Page text —
□ □ □ □
I'm often asked for career advice. It's an important topic. I hope this set of guides, developed over the course of my own career in industry and academe, will be helpful to you in developing your fullest potential.

1. Prepare so that doors open

A favorite book for me is David P. Campbell’s If You Don’t Know Where You’re Going, You’ll Probably End Up Somewhere Else. New York Yankees player and coach Yogi Berra is credited with a similar quote.

As a student, do the right things to prepare for a career. Earn good grades, have a plan of study that supports getting the entry level job you seek, and have internships that give you relevant training and career insight. Just as importantly, realize technical skill aren't the only thing that opens doors, so demonstrate your ability to be an effective partner in bringing things to fruition. Participate in diverse extracurricular activities.

For the newly graduated engineer, cross the gap from learning as your objective to focus on doing. Continue to develop needed skills and your ability to be an effective partner for your organization.
□ □ □ □
[Source data]
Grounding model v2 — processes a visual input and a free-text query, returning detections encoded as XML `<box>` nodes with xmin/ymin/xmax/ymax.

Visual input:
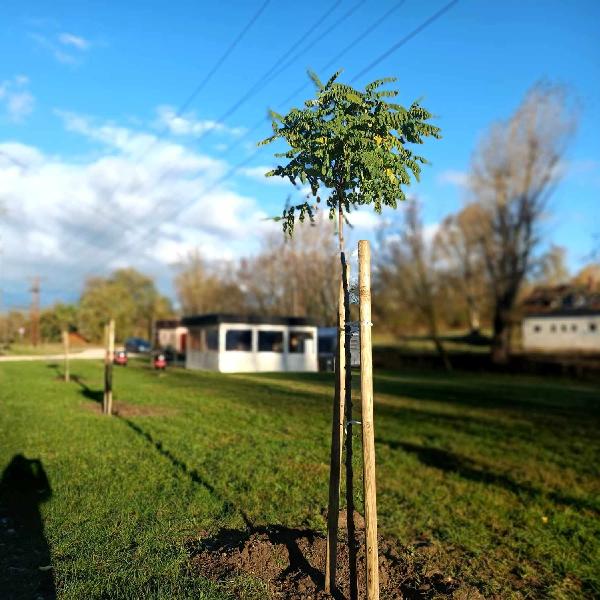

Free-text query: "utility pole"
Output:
<box><xmin>29</xmin><ymin>275</ymin><xmax>41</xmax><ymax>346</ymax></box>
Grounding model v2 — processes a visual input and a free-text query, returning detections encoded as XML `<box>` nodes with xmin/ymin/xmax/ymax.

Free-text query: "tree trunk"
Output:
<box><xmin>492</xmin><ymin>304</ymin><xmax>510</xmax><ymax>365</ymax></box>
<box><xmin>429</xmin><ymin>314</ymin><xmax>452</xmax><ymax>371</ymax></box>
<box><xmin>467</xmin><ymin>294</ymin><xmax>481</xmax><ymax>334</ymax></box>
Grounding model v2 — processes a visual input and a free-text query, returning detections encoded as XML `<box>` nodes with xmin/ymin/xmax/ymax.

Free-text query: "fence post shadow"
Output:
<box><xmin>0</xmin><ymin>454</ymin><xmax>56</xmax><ymax>600</ymax></box>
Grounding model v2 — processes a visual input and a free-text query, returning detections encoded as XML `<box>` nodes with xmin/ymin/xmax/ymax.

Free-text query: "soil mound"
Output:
<box><xmin>189</xmin><ymin>525</ymin><xmax>482</xmax><ymax>600</ymax></box>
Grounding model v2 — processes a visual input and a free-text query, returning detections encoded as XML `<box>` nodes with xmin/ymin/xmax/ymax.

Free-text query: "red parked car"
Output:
<box><xmin>113</xmin><ymin>350</ymin><xmax>127</xmax><ymax>367</ymax></box>
<box><xmin>154</xmin><ymin>354</ymin><xmax>167</xmax><ymax>371</ymax></box>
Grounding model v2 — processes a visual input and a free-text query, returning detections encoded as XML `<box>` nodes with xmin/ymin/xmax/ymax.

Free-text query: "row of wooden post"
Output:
<box><xmin>102</xmin><ymin>319</ymin><xmax>115</xmax><ymax>415</ymax></box>
<box><xmin>62</xmin><ymin>319</ymin><xmax>115</xmax><ymax>415</ymax></box>
<box><xmin>325</xmin><ymin>240</ymin><xmax>379</xmax><ymax>600</ymax></box>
□ □ □ □
Instruction — Reproduce the career advice text above in full, word for word.

Task response —
I'm often asked for career advice. It's an important topic. I hope this set of guides, developed over the course of my own career in industry and academe, will be helpful to you in developing your fullest potential.

1. Prepare so that doors open

A favorite book for me is David P. Campbell’s If You Don’t Know Where You’re Going, You’ll Probably End Up Somewhere Else. New York Yankees player and coach Yogi Berra is credited with a similar quote.

As a student, do the right things to prepare for a career. Earn good grades, have a plan of study that supports getting the entry level job you seek, and have internships that give you relevant training and career insight. Just as importantly, realize technical skill aren't the only thing that opens doors, so demonstrate your ability to be an effective partner in bringing things to fruition. Participate in diverse extracurricular activities.

For the newly graduated engineer, cross the gap from learning as your objective to focus on doing. Continue to develop needed skills and your ability to be an effective partner for your organization.